# [OBJECTIVE]
Write out the whole listing exactly as it stands.

##### EXTRACTED MATERIAL #####

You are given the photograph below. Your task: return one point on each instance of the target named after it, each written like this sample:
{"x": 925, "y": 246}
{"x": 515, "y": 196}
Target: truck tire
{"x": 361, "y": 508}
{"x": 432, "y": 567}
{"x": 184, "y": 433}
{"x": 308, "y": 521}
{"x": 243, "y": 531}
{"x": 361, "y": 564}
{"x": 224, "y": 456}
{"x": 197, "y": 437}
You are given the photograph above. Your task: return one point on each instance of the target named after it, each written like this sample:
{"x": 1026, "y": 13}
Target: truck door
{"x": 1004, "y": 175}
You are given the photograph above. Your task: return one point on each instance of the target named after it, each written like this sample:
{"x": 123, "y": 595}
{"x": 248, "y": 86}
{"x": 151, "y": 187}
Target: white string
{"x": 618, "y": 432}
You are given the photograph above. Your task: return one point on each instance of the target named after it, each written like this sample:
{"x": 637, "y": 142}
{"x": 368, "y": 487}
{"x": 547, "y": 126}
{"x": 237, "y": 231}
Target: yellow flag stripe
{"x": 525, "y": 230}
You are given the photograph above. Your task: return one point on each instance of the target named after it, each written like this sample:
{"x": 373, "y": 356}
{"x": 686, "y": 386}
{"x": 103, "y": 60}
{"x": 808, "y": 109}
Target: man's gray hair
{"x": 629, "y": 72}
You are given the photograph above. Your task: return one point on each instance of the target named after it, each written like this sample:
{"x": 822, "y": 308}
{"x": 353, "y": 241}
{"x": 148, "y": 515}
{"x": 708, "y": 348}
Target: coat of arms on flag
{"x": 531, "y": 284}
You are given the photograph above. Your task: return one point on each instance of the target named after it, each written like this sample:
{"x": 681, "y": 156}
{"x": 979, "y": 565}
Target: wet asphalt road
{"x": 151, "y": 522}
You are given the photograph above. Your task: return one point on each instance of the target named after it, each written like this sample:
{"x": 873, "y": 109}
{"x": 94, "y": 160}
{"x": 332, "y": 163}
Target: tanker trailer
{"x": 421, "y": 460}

#####

# [SOLUTION]
You are given the photograph below. Your task: return one point on each instance of the target named after it, each written like this sample:
{"x": 925, "y": 246}
{"x": 515, "y": 196}
Target: truck tire
{"x": 361, "y": 508}
{"x": 432, "y": 567}
{"x": 184, "y": 433}
{"x": 308, "y": 521}
{"x": 243, "y": 531}
{"x": 361, "y": 564}
{"x": 224, "y": 456}
{"x": 197, "y": 437}
You are given the photograph above. Your task: return one point on each instance of the target named after it, each written like this sample:
{"x": 1026, "y": 13}
Target: truck door
{"x": 1004, "y": 175}
You are given the photograph above. Your task: return one point on each instance of the target named after it, each written like this sample:
{"x": 123, "y": 595}
{"x": 248, "y": 86}
{"x": 151, "y": 187}
Target: white string
{"x": 618, "y": 432}
You are given the photograph above. Your task: return one point on each instance of the target named after it, each written like this sample:
{"x": 637, "y": 142}
{"x": 368, "y": 487}
{"x": 547, "y": 126}
{"x": 237, "y": 231}
Target: yellow flag stripe
{"x": 525, "y": 230}
You are given the photograph above. Your task: return one point on each instance of the target named after it, each written like this sample:
{"x": 373, "y": 356}
{"x": 686, "y": 386}
{"x": 103, "y": 60}
{"x": 808, "y": 109}
Target: man's gray hair
{"x": 629, "y": 72}
You are given the photograph above. Your task: return one point on each instance of the target named after it, each written like this sample:
{"x": 822, "y": 308}
{"x": 353, "y": 241}
{"x": 148, "y": 515}
{"x": 708, "y": 348}
Target: coat of arms on flag
{"x": 531, "y": 284}
You are given the photograph above. Your task: return one point on each instance of the target named after it, each written like this sample:
{"x": 681, "y": 156}
{"x": 979, "y": 565}
Target: wet asphalt road
{"x": 151, "y": 522}
You are given the photograph above. Your task: return one point on each instance of the target named after it, each written like this sample:
{"x": 873, "y": 109}
{"x": 94, "y": 160}
{"x": 332, "y": 163}
Target: tanker trailer
{"x": 421, "y": 460}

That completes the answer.